Я очень обрадовался.
— Где находится Косолапов?..
— Пока в медсанбате. Мы собираемся отправить его в глубокий тыл для дальнейшего лечения. Но он категорически отказывается оставлять дивизию.
— Как он себя чувствует?
— Потерял много крови; ему оказана необходимая медицинская помощь. Теперь он значительно окреп, чувствует себя хорошо.
— Я приеду навестить Косолапова. Вместе и решим, как с ним быть.
Вскоре я был в медсанбате; в белом халате вошел палату. Врач подвел меня к одной из коек. На ней лежал неподвижно, весь оплетенный марлевыми повязками, человек, в котором трудно было узнать Мишу.
— Восемнадцать пулевых ранений, — негромко сказал хирург. — Три — тяжелые, остальные — средние и легкие. Серьезных повреждений нет, однако ему придется долго лечиться.
Михаил спал. Дыхание было прерывистым и тяжелым. Мы решили не будить его.
— Человек исключительной силы воли, — тихо сказал хирург. — Перенес операции без единого стона. Но не хочет и слышать об эвакуации в тыл.

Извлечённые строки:
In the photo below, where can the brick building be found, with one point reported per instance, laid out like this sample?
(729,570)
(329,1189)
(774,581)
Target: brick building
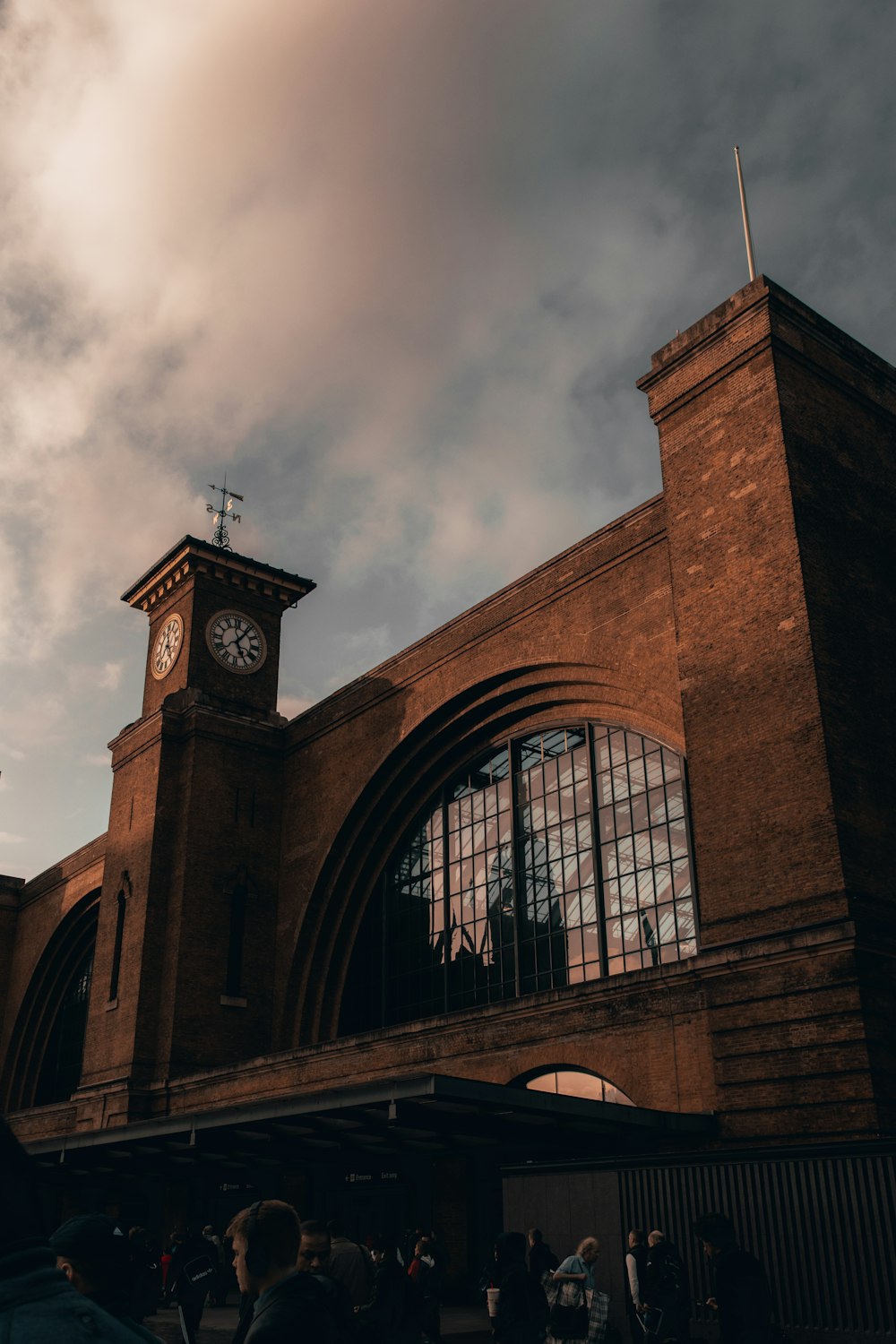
(578,911)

- [Формулировка задания]: Перепишите фрагмент отрывка о раненом Косолапове, начиная со слов «Вскоре я был» и заканчивая словами «эвакуации в тыл.». Подставьте «военврач» вместо «хирург». Строки для работы с текстом не нужны.

- [Решение задания]:
Вскоре я был в медсанбате; в белом халате вошел палату. Врач подвел меня к одной из коек. На ней лежал неподвижно, весь оплетенный марлевыми повязками, человек, в котором трудно было узнать Мишу.
— Восемнадцать пулевых ранений, — негромко сказал военврач. — Три — тяжелые, остальные — средние и легкие. Серьезных повреждений нет, однако ему придется долго лечиться.
Михаил спал. Дыхание было прерывистым и тяжелым. Мы решили не будить его.
— Человек исключительной силы воли, — тихо сказал военврач. — Перенес операции без единого стона. Но не хочет и слышать об эвакуации в тыл.